***** Given entries

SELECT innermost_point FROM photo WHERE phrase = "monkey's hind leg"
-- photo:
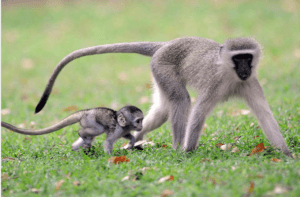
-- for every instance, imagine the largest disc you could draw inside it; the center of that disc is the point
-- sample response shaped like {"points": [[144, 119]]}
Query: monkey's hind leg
{"points": [[178, 97], [157, 115]]}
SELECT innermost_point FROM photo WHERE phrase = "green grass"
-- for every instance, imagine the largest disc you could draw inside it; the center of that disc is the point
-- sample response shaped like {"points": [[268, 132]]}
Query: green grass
{"points": [[45, 34]]}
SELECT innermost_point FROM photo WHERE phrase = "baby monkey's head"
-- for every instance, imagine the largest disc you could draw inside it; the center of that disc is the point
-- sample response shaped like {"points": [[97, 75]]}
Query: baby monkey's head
{"points": [[130, 117]]}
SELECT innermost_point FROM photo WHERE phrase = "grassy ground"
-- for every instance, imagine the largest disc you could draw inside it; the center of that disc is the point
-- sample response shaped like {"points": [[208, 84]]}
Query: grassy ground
{"points": [[36, 37]]}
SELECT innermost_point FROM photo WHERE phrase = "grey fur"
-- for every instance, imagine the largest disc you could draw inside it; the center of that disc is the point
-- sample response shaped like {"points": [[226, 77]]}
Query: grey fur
{"points": [[95, 122], [204, 65]]}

**********

## What you have to do
Report each line of the data above that contains the string "SELECT", reproducing every such line in full.

## Full answer
SELECT innermost_point FROM photo WHERE phrase = "monkey's hind leg"
SELECT innermost_point FROM photo WHERE phrase = "green grass"
SELECT innermost_point FROM photo WHERE phrase = "baby monkey's head"
SELECT innermost_point FROM photo WHERE phrase = "grassy ground"
SELECT innermost_point FROM photo WHERE phrase = "grey fur"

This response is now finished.